## [Instructions to follow]
Across the entries that follow, count the lines with the string "droplet" and reply with that count alone.

## [Data for the task]
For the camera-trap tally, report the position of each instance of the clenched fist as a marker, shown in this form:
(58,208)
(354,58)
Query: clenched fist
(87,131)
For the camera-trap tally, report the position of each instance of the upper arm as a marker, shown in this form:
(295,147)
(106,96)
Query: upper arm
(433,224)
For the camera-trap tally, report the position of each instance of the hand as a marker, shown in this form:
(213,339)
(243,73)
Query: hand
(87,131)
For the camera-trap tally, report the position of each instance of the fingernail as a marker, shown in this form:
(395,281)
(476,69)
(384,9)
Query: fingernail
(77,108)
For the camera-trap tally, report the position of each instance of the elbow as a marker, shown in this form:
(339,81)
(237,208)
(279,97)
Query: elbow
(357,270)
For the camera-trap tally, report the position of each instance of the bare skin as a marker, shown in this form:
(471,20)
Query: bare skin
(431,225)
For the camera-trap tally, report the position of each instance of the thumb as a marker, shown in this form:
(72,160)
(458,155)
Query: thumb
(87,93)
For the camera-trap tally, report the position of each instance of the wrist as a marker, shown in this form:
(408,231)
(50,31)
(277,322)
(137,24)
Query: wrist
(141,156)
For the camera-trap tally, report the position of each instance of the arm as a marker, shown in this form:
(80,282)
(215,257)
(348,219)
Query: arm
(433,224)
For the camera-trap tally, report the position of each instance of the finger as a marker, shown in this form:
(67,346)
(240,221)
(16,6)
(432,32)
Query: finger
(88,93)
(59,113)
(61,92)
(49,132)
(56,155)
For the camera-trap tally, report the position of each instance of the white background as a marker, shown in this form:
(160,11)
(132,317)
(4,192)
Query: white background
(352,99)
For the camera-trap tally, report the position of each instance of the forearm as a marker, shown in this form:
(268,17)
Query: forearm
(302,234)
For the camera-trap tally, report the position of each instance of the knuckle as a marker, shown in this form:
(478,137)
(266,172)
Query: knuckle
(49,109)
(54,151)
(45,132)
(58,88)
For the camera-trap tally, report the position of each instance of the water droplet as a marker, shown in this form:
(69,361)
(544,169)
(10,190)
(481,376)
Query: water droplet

## [Exercise result]
2